═══ RECORDS FOR THIS TASK ═══

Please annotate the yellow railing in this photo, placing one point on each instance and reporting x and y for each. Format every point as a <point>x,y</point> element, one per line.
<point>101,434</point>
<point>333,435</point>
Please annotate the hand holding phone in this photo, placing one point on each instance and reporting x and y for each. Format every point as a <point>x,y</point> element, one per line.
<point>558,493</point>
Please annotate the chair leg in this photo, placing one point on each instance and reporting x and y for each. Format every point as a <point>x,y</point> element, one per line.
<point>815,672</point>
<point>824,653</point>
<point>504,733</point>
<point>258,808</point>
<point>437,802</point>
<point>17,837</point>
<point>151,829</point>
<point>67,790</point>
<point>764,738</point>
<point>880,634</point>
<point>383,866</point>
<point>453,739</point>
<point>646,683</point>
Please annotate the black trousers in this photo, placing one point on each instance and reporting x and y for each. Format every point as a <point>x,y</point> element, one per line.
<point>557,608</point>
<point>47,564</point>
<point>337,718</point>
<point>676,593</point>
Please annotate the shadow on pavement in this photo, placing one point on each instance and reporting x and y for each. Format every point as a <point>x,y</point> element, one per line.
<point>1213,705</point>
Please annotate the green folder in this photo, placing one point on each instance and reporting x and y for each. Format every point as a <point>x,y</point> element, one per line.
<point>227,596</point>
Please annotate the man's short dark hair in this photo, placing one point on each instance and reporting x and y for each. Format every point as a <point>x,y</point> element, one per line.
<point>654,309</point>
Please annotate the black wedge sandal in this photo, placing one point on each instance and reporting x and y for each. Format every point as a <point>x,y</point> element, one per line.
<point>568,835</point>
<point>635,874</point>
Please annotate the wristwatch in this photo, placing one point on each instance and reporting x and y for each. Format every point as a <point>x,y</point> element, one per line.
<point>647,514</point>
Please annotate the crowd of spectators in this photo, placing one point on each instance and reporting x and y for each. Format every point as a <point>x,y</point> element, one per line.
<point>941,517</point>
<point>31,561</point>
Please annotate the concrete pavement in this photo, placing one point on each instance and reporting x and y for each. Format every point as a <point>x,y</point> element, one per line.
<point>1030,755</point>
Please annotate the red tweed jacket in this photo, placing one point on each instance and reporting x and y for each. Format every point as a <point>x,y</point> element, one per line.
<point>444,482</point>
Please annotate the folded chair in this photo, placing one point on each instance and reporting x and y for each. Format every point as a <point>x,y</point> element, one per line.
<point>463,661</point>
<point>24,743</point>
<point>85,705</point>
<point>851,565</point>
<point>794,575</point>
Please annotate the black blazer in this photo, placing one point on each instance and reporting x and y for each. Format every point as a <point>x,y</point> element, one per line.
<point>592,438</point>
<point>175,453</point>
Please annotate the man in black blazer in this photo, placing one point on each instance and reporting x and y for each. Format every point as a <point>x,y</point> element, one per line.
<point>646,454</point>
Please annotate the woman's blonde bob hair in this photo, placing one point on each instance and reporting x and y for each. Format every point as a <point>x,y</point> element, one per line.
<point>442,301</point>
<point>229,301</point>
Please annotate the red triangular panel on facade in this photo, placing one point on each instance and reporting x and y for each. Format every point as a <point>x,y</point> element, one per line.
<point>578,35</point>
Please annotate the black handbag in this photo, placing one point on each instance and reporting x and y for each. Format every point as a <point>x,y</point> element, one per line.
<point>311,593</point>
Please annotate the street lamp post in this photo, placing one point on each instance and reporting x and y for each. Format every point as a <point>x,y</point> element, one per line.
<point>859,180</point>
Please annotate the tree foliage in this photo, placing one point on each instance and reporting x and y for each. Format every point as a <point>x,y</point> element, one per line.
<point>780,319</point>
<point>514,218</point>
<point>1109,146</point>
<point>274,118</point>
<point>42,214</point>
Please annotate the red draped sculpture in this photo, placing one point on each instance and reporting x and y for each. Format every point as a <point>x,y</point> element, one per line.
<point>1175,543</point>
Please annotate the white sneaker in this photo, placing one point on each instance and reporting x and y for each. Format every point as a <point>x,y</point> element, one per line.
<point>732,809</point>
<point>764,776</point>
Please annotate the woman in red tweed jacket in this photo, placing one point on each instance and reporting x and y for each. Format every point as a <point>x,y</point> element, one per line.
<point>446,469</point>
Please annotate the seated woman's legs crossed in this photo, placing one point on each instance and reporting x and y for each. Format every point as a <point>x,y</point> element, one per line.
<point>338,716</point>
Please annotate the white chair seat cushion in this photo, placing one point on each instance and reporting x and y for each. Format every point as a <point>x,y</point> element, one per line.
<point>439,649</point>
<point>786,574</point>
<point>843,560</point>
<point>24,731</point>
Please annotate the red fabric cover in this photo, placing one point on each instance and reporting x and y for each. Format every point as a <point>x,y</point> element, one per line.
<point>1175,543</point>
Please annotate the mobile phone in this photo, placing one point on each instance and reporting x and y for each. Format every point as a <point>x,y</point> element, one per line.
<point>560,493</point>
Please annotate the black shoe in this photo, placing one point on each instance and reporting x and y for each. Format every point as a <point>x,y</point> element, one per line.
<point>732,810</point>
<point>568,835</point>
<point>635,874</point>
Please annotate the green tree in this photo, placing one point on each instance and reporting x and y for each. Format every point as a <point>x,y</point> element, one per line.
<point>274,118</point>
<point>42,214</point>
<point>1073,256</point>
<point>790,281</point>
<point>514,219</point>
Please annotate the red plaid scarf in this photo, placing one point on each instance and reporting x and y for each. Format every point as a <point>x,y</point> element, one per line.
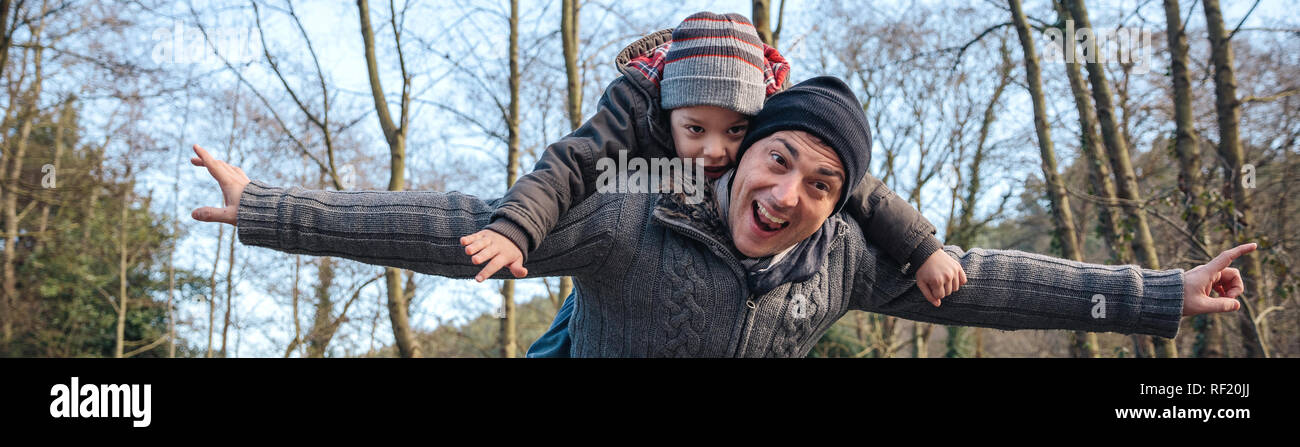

═══

### [TASK PROMPT]
Reproduce the data above word for word, starting at the line that contains "Please annotate the black blazer" and ending after the line that contains "<point>646,454</point>".

### [WRITTEN ANSWER]
Please annotate the black blazer in this photo, placing one point on each instance and reporting x and y for each. Format every point as a <point>x,y</point> element, one per line.
<point>592,438</point>
<point>175,453</point>
Please annotate the man in black blazer in this photo, placing one point on each instance and reporting x and y for each. Format every point as a <point>x,y</point> element, one per line.
<point>646,454</point>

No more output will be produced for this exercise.